**Tâche courte**
Pouvez-vous recopier la lettre de « Vous avez touché » à « je l’ai obtenue. » en remplaçant « spectacle » par « tableau » ?

**Texte**
====================
LETTRE CX.

A L’ABBÉ COMTE DE GUASCO.

J’ai reçu, Monsieur le Comte, à la Brède, où je suis et où je voudrais bien que vous fussiez, votre lettre datée de Turin. M. le marquis de Saint-Germain 1 qui s’intéresse vivement à ce qui vous regarde, m’avait déjà appris la manière distinguée dont vous avez été reçu à votre Cour, et la justice qu’on vous y a rendue. Il est consolant de voir un roi réparer les torts que son ministre a fait essuyer, et je vois avec joie qu’avec le temps le mérite est toujours reconnu par les princes éclairés, qui se donnent la peine de voir les choses par eux-mêmes. Les bons offices que M. le marquis de Saint-Germain vous a rendus par ses lettres augmentent la bonne opinion que j’avais de lui. Je vous fais bien mes compliments sur l’investiture de votre comté 2  ; et si j’avais appris que vous aviez été investi d’une abbaye, ma satisfaction serait aussi complète qu’eût été la réparation. Au reste, mon cher ami, je ne voudrais point qu’il vous vint la tentation de nous quitter : vous savez que nous vous rendons justice en France, et que vous y avez des amis. Ce serait une ingratitude à vous d’y renoncer pour un peu de faveur de Cour : permettez-moi de me reposer à cet égard sur la maxime qu’on n’est pas prophète dans sa patrie.

J’ai eu ici mylord Hyde 3 qui est allé de Paris à Véret 4 chez notre duchesse, de là à Richelieu chez M. le maréchal, de là à Bordeaux et à la Brède, de là à Aiguillon, où M. le duc a mandé qu’on lui fit les honneurs de son château ; de sorte qu’il trouve partout les empressements qui sont dus à sa naissance, et ceux qui sont dus à son mérite personnel ; mylord Hyde vous aime beaucoup, et aurait bien voulu aussi vous trouver à la Brède.

Vous avez touché la vanité qui se réveille dans mon cœur dans l’endroit le plus sensible, lorsque vous m’avez dit que S. A. R. avait la bonté de se ressouvenir de moi : présentez, je vous prie, mes adorations à ce grand prince ; ses vertus et ses belles qualités forment pour moi un spectacle bien agréable. Aujourd’hui l’Europe est si mêlée, et il y a une telle communication de ses parties, qu’il est vrai de dire que celui qui fait la félicité de l’une fait encore la félicité de l’autre ; de sorte que le bonheur va de proche en proche ; et quand je fais des châteaux en Espagne, il me semble toujours qu’il m’arrivera de pouvoir encore aller faire ma cour à votre aimable prince. Dites au marquis de Breil et à M. le grand prieur 5 que, tant que je vivrai, je serai à eux : la première idée qui me vint, lorsque je les vis à Vienne, ce fut de chercher à obtenir leur amitié, et je l’ai obtenue.
====================
**Données enregistrées**
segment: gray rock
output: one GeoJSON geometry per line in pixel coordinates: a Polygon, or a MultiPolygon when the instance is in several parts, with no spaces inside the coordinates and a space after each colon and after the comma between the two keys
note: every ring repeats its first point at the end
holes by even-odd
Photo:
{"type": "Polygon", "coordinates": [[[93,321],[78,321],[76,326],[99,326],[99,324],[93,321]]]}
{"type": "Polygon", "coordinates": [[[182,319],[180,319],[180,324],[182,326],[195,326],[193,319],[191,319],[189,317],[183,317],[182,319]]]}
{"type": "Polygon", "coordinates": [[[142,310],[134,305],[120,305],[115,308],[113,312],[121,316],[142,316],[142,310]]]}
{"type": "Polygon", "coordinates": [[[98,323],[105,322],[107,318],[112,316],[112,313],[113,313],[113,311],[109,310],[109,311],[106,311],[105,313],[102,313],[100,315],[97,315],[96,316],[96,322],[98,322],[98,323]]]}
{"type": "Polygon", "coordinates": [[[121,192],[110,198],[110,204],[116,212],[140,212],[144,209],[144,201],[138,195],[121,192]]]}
====================
**Réponse à la tâche**
Vous avez touché la vanité qui se réveille dans mon cœur dans l’endroit le plus sensible, lorsque vous m’avez dit que S. A. R. avait la bonté de se ressouvenir de moi : présentez, je vous prie, mes adorations à ce grand prince ; ses vertus et ses belles qualités forment pour moi un tableau bien agréable. Aujourd’hui l’Europe est si mêlée, et il y a une telle communication de ses parties, qu’il est vrai de dire que celui qui fait la félicité de l’une fait encore la félicité de l’autre ; de sorte que le bonheur va de proche en proche ; et quand je fais des châteaux en Espagne, il me semble toujours qu’il m’arrivera de pouvoir encore aller faire ma cour à votre aimable prince. Dites au marquis de Breil et à M. le grand prieur 5 que, tant que je vivrai, je serai à eux : la première idée qui me vint, lorsque je les vis à Vienne, ce fut de chercher à obtenir leur amitié, et je l’ai obtenue.